**Texte source**
Les écrivains ont longtemps adopté une approche descriptive de la houle, des marées, des écueils et des vagues. Ancrés dans une tradition antique ayant pour modèle Homère ou Virgile, ils étaient avant tout spectateurs des mouvements de la mer, à l’image de Joachim Du Bellay (Les Regrets) :

Ainsi, mon cher Morel, sur le port arrêté,
Tu regardes la mer, et vois en sûreté
De mille tourbillons son onde renversée.
À l’époque romantique ce thème est repris et devient métaphore ou rythme poétique et musical et certains auteurs n’hésitent plus à s’embarquer pour vivre pleinement la mer.

De la mer idéalisée…

À la fin du 18e siècle, certains auteurs, comme Chateaubriand, évoquèrent les tempêtes de la vie à travers celles de l’océan, se démarquant ainsi du modèle antique. La mer devint alors le miroir de l’âme du poète, rythmée comme une respiration profonde. Pour Lord Byron (Childe Harold),

Il existe un monde où nul ne pénètre,
Non loin des abysses et de ses mélodies,
Au cœur du tumulte.

Charles Baudelaire a volontiers assimilé dans ses vers, par exemple dans "L’homme et la mer" (Les Fleurs du mal), les mouvements de la mer à ceux de l’âme :

La mer est ton miroir ; tu contemples ton âme
Dans le déroulement infini de sa lame,
Et ton esprit n’est pas un gouffre moins amer.

Naufrage de Virginie
Naufrage de Virginie |

Bibliothèque nationale de France

Abandonnant toute intention anecdotique et descriptive, Arthur Rimbaud, dans Le Bateau ivre, rassembla impressions et émotions :

La tempête a béni mes éveils maritimes.
Plus léger qu’un bouchon j’ai dansé sur les flots
Qu’on appelle rouleurs éternels de victimes,
Dix nuits, sans regretter l’œil niais des falots !

Tandis que, chez Émile Verhaeren (« Au bord du quai », dans Les Villes tentaculaires), c’est le corps qui se fait pélagien :

La mer ! La mer !

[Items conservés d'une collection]
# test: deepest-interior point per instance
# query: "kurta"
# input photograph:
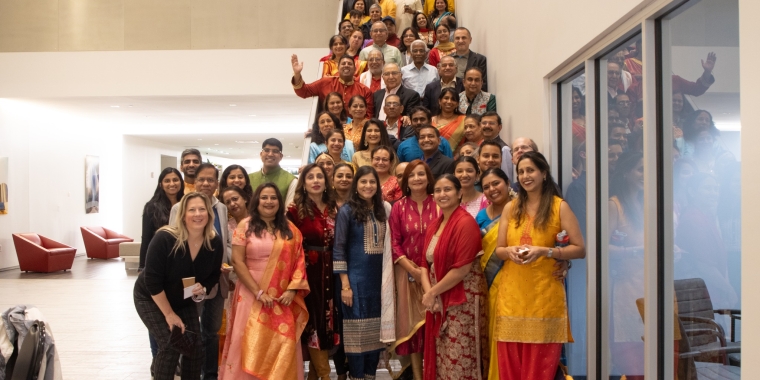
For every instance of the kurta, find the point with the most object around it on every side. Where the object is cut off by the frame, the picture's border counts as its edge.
(408, 227)
(318, 233)
(322, 87)
(358, 251)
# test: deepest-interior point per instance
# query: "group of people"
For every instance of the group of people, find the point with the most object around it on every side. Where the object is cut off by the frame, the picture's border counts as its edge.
(390, 240)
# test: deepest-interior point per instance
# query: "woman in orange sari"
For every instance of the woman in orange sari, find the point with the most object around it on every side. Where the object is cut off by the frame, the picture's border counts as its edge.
(268, 310)
(530, 318)
(450, 122)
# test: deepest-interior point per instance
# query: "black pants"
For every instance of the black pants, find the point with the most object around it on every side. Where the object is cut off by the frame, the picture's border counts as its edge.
(165, 362)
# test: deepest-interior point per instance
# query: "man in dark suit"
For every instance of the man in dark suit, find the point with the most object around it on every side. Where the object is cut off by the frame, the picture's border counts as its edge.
(467, 58)
(447, 70)
(392, 78)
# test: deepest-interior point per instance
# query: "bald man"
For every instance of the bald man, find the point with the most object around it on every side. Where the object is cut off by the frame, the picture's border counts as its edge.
(392, 78)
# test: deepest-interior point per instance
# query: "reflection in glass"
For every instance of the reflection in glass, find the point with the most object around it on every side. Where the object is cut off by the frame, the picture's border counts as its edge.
(706, 184)
(575, 195)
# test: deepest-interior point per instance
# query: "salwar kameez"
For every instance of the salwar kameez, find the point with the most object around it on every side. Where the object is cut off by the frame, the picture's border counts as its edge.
(360, 249)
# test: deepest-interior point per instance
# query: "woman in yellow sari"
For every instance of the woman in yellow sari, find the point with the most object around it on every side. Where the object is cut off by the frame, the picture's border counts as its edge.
(268, 310)
(450, 122)
(530, 320)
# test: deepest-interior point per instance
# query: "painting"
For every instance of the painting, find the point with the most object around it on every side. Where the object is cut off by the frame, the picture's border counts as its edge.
(91, 184)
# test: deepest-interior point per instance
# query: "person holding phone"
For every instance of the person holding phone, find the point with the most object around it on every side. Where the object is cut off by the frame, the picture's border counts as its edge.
(188, 249)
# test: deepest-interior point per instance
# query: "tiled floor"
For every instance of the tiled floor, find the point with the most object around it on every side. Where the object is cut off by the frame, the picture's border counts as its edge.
(92, 316)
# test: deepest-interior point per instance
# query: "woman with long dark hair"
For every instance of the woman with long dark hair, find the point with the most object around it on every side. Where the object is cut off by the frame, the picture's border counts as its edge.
(410, 218)
(454, 290)
(268, 309)
(324, 124)
(449, 121)
(530, 310)
(236, 175)
(373, 135)
(313, 212)
(362, 258)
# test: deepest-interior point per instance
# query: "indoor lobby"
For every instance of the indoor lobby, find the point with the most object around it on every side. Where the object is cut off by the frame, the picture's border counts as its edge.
(98, 97)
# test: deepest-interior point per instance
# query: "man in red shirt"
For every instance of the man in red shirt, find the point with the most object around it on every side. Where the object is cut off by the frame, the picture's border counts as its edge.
(343, 84)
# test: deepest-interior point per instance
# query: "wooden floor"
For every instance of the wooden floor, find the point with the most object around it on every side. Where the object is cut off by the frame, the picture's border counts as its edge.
(92, 316)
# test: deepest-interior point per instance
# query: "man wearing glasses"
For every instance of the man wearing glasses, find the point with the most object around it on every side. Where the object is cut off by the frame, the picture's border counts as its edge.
(379, 34)
(271, 155)
(392, 78)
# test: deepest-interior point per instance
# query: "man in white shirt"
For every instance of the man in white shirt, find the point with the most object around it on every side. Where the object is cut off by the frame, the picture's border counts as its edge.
(419, 74)
(379, 34)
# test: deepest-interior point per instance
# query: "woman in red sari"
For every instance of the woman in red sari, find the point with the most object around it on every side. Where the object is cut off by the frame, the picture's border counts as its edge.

**Consigne**
Prolongez le texte consacré à la mer dans la littérature au-delà de sa dernière phrase.

**Réponse attendue**
[…]
Ma peau, mes mains et mes cheveux
Sentent la mer
Et sa couleur est dans mes yeux ;
Et c’est le flux et le jusant
Qui sont le rythme de mon sang.

Pour d’autres écrivains, il ne suffit pas de faire de la mer le théâtre de son vague à l’âme, explorée dans l’ambiance feutrée de son cabinet d’écriture. C’est le cas de Tristan Corbière, qui dans « Le naufrageur » (Les Amours jaunes) invite à s’amariner, à prendre la mer et à s’imprégner de l’onde amère :

– Et qu’il vente la peau du diable !
Je sens ça déjà sous ma peau.
La mer moutonne !… Ho, mon troupeau
[…]
Sautez sous le Hû !… le Hû des rafales,
Sur les noirs taureaux sourds, blanches cavales !

Dans un autre poème du même recueil, « La fin », qu’il écrit « à bord », il oppose une réponse violente à « Oceano nox » (Les Rayons et les Ombres) de Victor Hugo, « terrien parvenu » :

Ô poète, gardez pour vous vos chants d’aveugle.
Henry Jacques (Chansons de la mer), pour sa part, fustige les poètes casaniers et rejette la virtuosité de l’art :
Poètes de tous poils dont les pieds ont des bottes
Dont l’aile est repliée au mitan des capotes,
[…]
Nous chanterons d’instinct, toute âme, toute chair,
N’importe la musique et n’importe le vers :
La Mer !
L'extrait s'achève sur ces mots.